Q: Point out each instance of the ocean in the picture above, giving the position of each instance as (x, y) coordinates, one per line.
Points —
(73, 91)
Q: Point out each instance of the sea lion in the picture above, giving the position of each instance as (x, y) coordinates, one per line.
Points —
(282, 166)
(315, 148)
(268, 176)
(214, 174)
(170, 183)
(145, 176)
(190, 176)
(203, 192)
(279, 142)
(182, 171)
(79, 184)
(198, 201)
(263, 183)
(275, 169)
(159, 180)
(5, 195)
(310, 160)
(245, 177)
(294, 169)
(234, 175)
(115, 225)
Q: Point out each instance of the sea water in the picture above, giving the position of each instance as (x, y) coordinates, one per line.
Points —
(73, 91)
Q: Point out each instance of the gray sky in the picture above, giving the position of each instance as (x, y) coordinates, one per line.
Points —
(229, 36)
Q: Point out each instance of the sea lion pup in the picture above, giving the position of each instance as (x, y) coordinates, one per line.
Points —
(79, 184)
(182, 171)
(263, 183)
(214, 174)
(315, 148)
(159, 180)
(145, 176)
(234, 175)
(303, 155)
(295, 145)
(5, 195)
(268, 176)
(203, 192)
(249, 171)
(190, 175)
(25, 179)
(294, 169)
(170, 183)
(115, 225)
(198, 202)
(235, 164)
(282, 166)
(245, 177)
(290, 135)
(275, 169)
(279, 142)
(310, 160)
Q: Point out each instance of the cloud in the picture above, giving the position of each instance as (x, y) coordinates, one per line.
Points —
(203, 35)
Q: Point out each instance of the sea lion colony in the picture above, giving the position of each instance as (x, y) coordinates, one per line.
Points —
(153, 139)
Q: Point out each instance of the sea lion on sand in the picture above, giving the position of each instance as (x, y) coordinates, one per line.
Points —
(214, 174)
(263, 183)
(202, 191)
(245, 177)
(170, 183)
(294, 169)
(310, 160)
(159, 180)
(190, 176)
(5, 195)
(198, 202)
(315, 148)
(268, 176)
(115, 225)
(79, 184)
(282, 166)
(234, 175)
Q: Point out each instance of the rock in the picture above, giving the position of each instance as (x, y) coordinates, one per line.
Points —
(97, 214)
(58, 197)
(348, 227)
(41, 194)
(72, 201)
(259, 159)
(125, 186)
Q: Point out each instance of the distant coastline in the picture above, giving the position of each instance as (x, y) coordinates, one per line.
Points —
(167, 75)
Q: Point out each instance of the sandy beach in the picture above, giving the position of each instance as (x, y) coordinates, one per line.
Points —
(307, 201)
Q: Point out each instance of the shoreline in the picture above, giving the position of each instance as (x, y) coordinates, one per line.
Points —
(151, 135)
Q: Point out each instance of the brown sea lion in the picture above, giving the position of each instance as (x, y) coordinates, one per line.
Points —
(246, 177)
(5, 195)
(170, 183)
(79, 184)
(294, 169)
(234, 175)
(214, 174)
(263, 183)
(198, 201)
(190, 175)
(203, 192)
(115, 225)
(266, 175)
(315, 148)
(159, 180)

==*==

WHAT THE EXERCISE ASKS –
Among the records above, find each line holding "lion" and list it.

TASK RESULT –
Q: Point out each instance of the sea lion in the picture above, giving the position of each instance as (x, y) coordinates, one per line.
Q: Point out each instance of the sea lion pup in the picture above, giving the position of each instance as (x, y) coordinates, one per line.
Q: Point out each instance of the sea lion colony in the picture above, giving the position of each instance as (x, y) coordinates, one per line.
Q: Point out each instance of the sea lion on sand in the picture above, giving the position of each instance as (x, y) coordinates, one per line.
Q: Point out each instance of the brown sea lion in the picture above, giving the position of each instance as (x, y) coordinates, one per line.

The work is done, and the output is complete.